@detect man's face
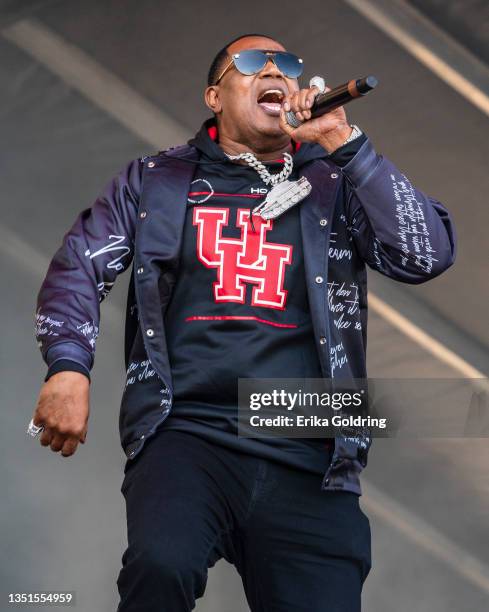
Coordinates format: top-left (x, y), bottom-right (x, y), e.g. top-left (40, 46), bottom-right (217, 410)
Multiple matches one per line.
top-left (206, 36), bottom-right (299, 141)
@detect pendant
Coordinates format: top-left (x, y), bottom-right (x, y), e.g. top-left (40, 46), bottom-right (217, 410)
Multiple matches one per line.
top-left (253, 176), bottom-right (312, 219)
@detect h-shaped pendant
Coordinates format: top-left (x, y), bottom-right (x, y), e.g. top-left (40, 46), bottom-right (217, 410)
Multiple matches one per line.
top-left (253, 176), bottom-right (312, 219)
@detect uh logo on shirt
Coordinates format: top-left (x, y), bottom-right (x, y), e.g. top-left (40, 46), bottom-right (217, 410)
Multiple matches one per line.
top-left (193, 206), bottom-right (293, 310)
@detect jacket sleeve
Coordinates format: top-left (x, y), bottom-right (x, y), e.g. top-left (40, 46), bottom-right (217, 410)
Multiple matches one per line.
top-left (341, 139), bottom-right (456, 284)
top-left (35, 160), bottom-right (142, 372)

※ ※ ※

Exercise instructions
Could you repeat all the data above with "@detect" switched to "@locate" everywhere, changing nothing else and leaving out the pictures?

Exercise output
@locate man's face
Coordinates format: top-left (x, y), bottom-right (x, y), e.g. top-left (40, 46), bottom-right (217, 410)
Multiple matches one per line.
top-left (206, 36), bottom-right (299, 141)
@locate pendant
Coordinates format: top-left (x, y), bottom-right (x, y), e.g. top-left (40, 46), bottom-right (217, 410)
Multiple matches one per line.
top-left (253, 176), bottom-right (312, 219)
@locate h-shaped pendant
Coordinates format: top-left (x, y), bottom-right (x, y), e.g. top-left (40, 46), bottom-right (217, 410)
Multiple matches one per line.
top-left (253, 176), bottom-right (312, 219)
@locate uh logo on shirt
Coordinates format: top-left (x, y), bottom-right (x, y), e.g. top-left (40, 46), bottom-right (217, 410)
Multiple matches one per line.
top-left (193, 206), bottom-right (293, 310)
@locate jacket sleeve
Coordinates format: top-left (x, y), bottom-right (x, y), e.g. top-left (40, 46), bottom-right (217, 410)
Multiple matches one per line.
top-left (341, 139), bottom-right (456, 284)
top-left (35, 160), bottom-right (142, 372)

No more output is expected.